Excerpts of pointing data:
# # # # #

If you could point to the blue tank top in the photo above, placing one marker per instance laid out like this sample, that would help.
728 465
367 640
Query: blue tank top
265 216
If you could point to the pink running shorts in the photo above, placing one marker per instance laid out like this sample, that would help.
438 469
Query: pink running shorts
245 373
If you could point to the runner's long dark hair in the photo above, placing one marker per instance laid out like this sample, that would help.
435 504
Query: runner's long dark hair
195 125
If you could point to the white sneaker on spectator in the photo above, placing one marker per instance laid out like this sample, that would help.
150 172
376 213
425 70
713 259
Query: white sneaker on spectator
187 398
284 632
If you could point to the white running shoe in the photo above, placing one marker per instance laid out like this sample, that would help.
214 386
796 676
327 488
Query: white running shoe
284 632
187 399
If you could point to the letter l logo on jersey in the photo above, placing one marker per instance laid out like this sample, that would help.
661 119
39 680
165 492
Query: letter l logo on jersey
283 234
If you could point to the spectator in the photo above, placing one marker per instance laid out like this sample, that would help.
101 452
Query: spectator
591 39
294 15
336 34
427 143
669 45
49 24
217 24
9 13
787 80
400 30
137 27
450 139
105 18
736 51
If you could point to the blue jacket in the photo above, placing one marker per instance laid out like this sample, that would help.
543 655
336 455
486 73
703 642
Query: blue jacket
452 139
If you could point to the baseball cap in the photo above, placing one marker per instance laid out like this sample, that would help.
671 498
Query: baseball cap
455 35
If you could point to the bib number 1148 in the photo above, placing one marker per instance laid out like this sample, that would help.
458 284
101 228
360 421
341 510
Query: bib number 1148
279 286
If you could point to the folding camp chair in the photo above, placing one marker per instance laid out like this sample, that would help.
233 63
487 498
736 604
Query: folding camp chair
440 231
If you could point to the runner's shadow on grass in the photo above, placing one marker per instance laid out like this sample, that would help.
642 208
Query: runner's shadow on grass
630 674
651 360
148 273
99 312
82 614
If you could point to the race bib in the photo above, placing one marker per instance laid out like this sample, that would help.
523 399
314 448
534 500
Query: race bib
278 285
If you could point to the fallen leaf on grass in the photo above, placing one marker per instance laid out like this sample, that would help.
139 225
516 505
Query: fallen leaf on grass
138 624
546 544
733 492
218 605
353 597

# # # # #

* Work to be completed *
Reproduce word for word the stretch of the records from the line containing "If you could point to the spectator" through the end.

* Task output *
If you could point to the spectator in the photo above, placing one marker per instance laid out like this sample, that would help.
101 452
Query: spectator
591 39
294 15
336 34
427 143
669 45
49 24
217 24
9 13
787 80
400 30
137 27
450 139
105 18
736 51
If you could point to the blue jacket in the photo above, placing one marker per instance laid out like this sample, that would help.
543 655
336 455
486 73
703 642
Query: blue jacket
452 139
If you could point to the baseball cap in the photo above, placing one marker per instance laid out like this sample, that would help.
671 498
Query: baseball cap
455 35
If you could point to the bib number 1148 in the photo above, placing one marker per instance laid out like this sample, that would help.
458 284
101 228
360 421
341 510
Query: bib number 1148
279 286
If you could point to the folding camp chair in the photo above, placing one marker per instance laid out like this sample, that would help.
233 63
487 498
736 604
Query: folding camp chair
440 231
If you could point to the runner's shadow on grass in the photo above, placing one marker per instance laid out like this sample, that would help.
642 208
Query: runner's shadow on grass
630 674
651 360
148 273
99 312
82 614
If you could point to the race bib in the photo above, placing one marker per instance laid out like this sample, that would help.
523 399
314 448
534 500
Query: race bib
278 285
If you could point to the fallen leaf on grass in the photo above, placing one marker per instance laid out like this sample, that would help.
139 225
516 505
Query: fallen leaf on grass
138 624
546 544
733 492
218 605
353 597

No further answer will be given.